- _Extrait proposé_:
Originaire d'Aiguefonde
à Aiguefonde où réside sa famille dans le quartier de Fontalba, Vincent Garel, le maire, sous le choc, ne tarit pas d'éloges. «Une jeune fille et une jeune femme discrète et enjouée qui avait beaucoup d'amis. La maman de Fabienne est la fille de Lucien Mias, grand joueur de rugby de Mazamet et capitaine de l'équipe de France dans les années 1950».

«Ma collègue et mon amie»
Résidant à Cambon où sa fille de six ans était scolarisée, Fabienne avait tenu à reprendre son travail après son congé de maternité.

«C'était ma collègue et mon amie. Je ne comprends pas, je ne comprends pas. Je suis triste» arrivait à peine à articuler la jeune enseignante qui a pris en charge, hier matin, les enfants de la classe de Fabienne. Avec elle et les membres de l'équipe enseignante, Fabienne Terral accompagnait au plus près une famille béninoise de cinq enfants, menacée d'expulsion. Particulièrement attentive aux enfants scolarisés dans l'école, Fabienne, comme ses collègues et au-delà de la classe, s'était mobilisée pour la régularisation de cette famille dont le papa rendait de nombreux services à l'école.

La famille de l'enseignante décédée a demandé à la préfecture, en mémoire de Fabienne, que cette famille soit régularisée. Selon le réseau éducation sans frontière, les services préfectoraux auraient donné une réponse favorable. à 13 h 30 hier, au portail de la maternelle, une maman en boubou coloré est venue prendre des nouvelles de la maîtresse de son fils. Le matin même en accompagnant son enfant dans la classe , elle avait cru à une mauvaise chute de la maîtresse. Elle s'est effondrée en sanglots en apprenant la nouvelle de son décès. «Elle était si gentille. Elle me rendait tellement de services» a articulé à grand-peine la maman, avant d'être immédiatement prise en charge par la cellule psychologique en place.

(Entrées du jeu de données)

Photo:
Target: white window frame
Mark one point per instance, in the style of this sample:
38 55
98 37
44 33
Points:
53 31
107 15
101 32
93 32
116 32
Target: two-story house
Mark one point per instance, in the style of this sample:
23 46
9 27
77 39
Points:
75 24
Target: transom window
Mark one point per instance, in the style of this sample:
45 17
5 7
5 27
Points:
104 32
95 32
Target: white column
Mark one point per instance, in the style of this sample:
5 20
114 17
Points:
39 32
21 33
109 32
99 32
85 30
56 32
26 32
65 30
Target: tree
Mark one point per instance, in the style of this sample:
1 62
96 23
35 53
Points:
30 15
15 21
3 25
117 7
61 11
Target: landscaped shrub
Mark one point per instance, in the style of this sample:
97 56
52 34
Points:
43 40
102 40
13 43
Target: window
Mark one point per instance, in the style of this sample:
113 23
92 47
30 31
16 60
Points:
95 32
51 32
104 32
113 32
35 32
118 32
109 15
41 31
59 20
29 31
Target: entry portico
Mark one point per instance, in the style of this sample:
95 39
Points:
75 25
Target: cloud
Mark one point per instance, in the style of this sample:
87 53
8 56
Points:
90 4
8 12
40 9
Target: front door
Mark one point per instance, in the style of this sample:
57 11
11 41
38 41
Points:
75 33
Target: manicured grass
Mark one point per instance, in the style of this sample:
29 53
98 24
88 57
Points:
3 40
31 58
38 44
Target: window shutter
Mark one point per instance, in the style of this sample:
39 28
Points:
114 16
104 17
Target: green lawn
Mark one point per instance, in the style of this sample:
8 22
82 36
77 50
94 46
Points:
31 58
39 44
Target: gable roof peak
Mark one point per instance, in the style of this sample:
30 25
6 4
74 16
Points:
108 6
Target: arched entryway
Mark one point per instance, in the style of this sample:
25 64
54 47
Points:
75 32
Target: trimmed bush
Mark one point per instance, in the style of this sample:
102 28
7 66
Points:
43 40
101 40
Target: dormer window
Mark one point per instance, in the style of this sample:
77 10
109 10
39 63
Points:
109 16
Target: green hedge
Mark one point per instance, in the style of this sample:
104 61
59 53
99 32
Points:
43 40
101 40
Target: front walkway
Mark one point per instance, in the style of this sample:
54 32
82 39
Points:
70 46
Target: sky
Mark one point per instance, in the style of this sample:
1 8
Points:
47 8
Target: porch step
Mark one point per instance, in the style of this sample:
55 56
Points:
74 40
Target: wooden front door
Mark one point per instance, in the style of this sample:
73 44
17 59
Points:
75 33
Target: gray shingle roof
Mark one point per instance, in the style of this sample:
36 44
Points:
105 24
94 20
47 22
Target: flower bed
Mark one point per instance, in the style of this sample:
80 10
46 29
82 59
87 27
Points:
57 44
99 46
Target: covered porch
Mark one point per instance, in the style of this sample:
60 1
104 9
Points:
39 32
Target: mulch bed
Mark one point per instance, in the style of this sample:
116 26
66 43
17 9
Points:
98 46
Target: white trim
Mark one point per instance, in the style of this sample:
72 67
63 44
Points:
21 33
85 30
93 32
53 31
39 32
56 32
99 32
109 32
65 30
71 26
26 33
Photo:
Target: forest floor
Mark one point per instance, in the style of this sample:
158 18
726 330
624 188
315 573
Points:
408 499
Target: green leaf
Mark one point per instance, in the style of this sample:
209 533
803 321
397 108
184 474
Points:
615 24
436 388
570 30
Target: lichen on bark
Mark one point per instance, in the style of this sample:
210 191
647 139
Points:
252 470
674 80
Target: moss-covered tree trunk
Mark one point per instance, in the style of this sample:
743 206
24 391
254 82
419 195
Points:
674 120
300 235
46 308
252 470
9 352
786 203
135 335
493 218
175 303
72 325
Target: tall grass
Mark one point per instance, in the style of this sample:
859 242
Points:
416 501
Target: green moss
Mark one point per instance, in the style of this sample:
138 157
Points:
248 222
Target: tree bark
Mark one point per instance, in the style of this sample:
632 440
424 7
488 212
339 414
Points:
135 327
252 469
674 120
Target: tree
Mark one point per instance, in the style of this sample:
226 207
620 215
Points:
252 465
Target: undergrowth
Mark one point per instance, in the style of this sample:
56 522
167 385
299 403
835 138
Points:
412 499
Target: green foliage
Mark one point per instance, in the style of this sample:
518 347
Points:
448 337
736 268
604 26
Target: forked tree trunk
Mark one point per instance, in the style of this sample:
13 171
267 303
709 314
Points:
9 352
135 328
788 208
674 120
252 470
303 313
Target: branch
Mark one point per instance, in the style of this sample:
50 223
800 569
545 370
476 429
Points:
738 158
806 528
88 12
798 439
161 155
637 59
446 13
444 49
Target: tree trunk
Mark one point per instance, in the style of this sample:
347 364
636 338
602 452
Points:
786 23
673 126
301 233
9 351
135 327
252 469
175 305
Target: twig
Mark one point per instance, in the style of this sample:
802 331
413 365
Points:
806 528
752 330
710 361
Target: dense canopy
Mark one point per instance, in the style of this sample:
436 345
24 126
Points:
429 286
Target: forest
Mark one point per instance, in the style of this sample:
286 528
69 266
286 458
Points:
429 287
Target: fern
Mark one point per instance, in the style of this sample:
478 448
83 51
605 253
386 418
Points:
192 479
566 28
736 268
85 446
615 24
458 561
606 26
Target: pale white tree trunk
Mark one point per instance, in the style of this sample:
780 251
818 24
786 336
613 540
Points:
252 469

- _D'après l'extrait_:
A - Selon l'extrait sur Fabienne Terral, dans quel quartier d'Aiguefonde réside sa famille ?
B - Retapez à l'identique le passage de l'extrait qui s'ouvre sur les mots « Résidant à Cambon » et se clôt sur « services à l'école. ».
Les entrées forment un matériau indépendant de l'extrait.

- _Solutions ci-dessous_:
A - Dans le quartier de Fontalba.

B -
Résidant à Cambon où sa fille de six ans était scolarisée, Fabienne avait tenu à reprendre son travail après son congé de maternité.

«C'était ma collègue et mon amie. Je ne comprends pas, je ne comprends pas. Je suis triste» arrivait à peine à articuler la jeune enseignante qui a pris en charge, hier matin, les enfants de la classe de Fabienne. Avec elle et les membres de l'équipe enseignante, Fabienne Terral accompagnait au plus près une famille béninoise de cinq enfants, menacée d'expulsion. Particulièrement attentive aux enfants scolarisés dans l'école, Fabienne, comme ses collègues et au-delà de la classe, s'était mobilisée pour la régularisation de cette famille dont le papa rendait de nombreux services à l'école.